Provided records Block Start

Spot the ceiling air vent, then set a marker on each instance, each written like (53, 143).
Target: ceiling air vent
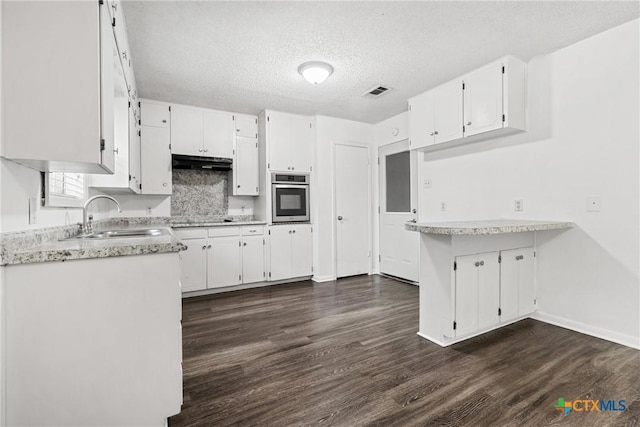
(376, 91)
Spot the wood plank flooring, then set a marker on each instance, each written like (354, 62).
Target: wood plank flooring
(346, 353)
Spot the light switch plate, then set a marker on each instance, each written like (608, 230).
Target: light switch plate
(594, 204)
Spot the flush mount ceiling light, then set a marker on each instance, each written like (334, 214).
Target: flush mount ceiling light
(315, 72)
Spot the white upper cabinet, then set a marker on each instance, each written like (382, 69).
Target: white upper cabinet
(485, 103)
(201, 132)
(218, 133)
(245, 177)
(421, 127)
(483, 100)
(289, 141)
(186, 130)
(246, 126)
(447, 112)
(58, 117)
(155, 164)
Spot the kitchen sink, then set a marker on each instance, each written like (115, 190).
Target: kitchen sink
(112, 234)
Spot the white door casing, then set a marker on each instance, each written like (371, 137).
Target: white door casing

Provided records Block End

[Exercise aim] Would you count the lines in the data that contain "door" and answer with only the number?

[Result below] 2